--- start Input material ---

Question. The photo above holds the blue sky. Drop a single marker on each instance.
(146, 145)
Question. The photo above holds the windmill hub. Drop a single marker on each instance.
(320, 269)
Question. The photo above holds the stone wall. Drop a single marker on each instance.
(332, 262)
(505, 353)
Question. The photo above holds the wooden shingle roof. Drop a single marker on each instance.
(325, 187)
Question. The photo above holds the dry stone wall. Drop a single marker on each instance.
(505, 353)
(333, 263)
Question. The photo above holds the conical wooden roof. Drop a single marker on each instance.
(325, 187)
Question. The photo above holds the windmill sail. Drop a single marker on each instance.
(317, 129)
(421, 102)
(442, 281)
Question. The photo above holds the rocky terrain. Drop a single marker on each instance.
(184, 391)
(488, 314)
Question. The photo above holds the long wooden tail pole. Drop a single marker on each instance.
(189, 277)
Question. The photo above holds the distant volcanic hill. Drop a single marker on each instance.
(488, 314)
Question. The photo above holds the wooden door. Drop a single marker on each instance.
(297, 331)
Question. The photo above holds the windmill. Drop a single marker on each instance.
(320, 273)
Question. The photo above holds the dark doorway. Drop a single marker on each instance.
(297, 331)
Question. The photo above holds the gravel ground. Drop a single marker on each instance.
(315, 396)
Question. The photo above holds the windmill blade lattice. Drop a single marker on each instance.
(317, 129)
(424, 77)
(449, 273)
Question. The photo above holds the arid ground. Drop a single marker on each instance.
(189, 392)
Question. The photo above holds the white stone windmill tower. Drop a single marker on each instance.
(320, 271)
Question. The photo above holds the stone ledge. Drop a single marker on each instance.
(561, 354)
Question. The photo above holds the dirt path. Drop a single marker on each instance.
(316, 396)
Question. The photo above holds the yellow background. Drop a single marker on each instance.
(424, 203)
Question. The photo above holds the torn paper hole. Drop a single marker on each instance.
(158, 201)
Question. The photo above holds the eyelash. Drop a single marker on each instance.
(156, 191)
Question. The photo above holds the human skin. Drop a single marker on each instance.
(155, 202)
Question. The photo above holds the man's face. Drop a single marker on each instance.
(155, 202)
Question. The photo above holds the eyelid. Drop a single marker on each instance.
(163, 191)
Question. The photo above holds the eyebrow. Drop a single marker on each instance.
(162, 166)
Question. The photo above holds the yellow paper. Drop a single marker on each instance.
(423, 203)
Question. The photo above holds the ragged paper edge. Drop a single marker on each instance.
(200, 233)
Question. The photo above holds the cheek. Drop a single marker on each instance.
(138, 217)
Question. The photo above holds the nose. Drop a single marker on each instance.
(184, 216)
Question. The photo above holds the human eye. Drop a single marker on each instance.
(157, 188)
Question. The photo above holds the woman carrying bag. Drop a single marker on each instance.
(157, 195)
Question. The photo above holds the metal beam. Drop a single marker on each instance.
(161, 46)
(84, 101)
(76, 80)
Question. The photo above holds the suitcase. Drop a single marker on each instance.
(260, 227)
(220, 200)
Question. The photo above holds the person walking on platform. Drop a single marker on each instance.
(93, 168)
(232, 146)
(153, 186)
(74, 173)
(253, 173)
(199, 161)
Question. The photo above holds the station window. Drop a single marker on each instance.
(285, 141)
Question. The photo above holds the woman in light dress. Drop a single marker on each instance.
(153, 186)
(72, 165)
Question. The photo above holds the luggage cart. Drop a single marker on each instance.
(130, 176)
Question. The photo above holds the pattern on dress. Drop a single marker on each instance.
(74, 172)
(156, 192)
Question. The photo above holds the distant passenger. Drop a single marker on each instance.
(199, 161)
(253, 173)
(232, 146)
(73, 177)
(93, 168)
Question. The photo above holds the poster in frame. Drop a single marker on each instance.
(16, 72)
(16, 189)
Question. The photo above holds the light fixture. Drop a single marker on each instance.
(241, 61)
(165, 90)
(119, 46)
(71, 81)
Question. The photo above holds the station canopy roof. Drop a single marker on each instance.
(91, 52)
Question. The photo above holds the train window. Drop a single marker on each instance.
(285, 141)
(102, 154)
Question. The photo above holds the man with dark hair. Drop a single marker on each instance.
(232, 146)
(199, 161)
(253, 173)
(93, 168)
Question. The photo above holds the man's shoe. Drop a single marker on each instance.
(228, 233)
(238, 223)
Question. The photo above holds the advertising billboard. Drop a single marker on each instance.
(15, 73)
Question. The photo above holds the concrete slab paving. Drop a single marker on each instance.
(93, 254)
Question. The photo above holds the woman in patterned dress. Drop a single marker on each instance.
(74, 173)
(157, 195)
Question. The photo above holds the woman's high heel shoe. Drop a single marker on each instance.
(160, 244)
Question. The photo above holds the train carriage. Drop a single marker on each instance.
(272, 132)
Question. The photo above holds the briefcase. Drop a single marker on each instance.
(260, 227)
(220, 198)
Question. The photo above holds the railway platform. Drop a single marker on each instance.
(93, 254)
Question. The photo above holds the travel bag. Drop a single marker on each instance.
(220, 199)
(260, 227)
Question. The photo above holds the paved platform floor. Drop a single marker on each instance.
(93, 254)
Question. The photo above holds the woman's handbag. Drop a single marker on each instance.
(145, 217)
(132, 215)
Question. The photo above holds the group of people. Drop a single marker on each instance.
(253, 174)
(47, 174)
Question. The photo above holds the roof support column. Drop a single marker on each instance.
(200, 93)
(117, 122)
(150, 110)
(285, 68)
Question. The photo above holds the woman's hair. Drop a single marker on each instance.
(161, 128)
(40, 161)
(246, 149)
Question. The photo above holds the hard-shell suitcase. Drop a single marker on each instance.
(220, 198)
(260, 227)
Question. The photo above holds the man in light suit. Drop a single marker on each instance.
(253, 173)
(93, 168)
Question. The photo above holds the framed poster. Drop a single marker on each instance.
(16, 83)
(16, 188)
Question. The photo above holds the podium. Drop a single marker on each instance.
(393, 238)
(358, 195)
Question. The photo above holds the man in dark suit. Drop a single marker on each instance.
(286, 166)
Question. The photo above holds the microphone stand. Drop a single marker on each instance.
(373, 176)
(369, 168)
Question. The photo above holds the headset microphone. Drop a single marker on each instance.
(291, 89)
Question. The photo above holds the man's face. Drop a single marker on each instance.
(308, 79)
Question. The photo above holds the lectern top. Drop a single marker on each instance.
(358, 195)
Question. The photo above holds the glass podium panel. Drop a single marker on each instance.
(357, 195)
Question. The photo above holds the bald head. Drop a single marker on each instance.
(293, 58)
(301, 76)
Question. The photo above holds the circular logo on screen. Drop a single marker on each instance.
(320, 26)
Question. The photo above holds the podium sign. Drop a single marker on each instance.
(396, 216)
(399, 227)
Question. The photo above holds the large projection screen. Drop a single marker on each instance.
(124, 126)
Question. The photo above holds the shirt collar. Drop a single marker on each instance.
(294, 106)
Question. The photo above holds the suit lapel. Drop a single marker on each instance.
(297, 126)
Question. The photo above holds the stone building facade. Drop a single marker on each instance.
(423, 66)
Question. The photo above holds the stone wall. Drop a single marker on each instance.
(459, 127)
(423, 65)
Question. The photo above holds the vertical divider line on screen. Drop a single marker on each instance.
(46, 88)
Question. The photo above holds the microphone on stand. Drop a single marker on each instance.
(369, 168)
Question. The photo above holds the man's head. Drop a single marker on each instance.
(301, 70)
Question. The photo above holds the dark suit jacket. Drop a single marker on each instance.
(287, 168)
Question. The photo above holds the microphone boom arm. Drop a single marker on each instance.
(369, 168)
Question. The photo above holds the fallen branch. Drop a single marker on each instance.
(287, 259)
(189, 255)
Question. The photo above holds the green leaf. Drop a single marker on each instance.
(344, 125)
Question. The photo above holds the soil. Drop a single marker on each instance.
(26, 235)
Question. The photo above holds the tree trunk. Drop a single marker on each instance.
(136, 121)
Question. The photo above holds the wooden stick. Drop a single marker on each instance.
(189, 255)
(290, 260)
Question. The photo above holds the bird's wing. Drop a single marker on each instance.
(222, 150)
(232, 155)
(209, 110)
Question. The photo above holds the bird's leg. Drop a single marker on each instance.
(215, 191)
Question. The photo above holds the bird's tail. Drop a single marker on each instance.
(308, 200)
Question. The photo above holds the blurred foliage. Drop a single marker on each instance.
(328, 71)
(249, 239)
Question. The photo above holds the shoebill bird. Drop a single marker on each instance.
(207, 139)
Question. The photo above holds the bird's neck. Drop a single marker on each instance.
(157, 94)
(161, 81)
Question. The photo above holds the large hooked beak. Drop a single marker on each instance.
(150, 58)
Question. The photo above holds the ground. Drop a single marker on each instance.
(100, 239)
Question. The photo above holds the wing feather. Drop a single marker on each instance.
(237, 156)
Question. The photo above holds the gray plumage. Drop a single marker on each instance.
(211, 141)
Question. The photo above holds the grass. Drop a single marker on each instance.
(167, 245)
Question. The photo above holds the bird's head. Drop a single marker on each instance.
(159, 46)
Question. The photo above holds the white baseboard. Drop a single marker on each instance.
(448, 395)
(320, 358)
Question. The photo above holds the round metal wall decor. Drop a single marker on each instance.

--- end Input material ---

**What is asked**
Find the line that contains "Question. The photo above holds the bird's leg.". Repeat it and every line after it, exactly as written, up to and including the last line of the records above.

**Full solution**
Question. The photo above holds the bird's leg. Drop a single marker on each instance.
(215, 191)
Question. The photo above holds the bird's tail. Drop a single marker on each instance.
(308, 200)
Question. The photo above holds the blurred foliage. Drop a single marker on each instance.
(328, 71)
(249, 239)
Question. The photo above holds the shoebill bird. Drop a single marker on each instance.
(207, 139)
Question. The photo above holds the bird's neck. Drop a single marker on each instance.
(157, 94)
(161, 81)
Question. The photo above holds the large hooked beak. Drop a single marker on each instance.
(150, 58)
Question. The photo above holds the ground. Drop a single marker on each instance.
(100, 239)
Question. The photo above holds the wing feather. Drop a single marker on each instance.
(237, 156)
Question. The photo above holds the gray plumage. Drop a single marker on each instance.
(211, 141)
Question. The photo above holds the grass. Drop a single marker on each instance.
(167, 245)
Question. The photo above holds the bird's head. Drop a single marker on each instance.
(159, 46)
Question. The photo above holds the white baseboard. Drop a single marker on each instance.
(448, 395)
(320, 358)
Question. The photo above holds the round metal wall decor. Drop a single marker on each instance.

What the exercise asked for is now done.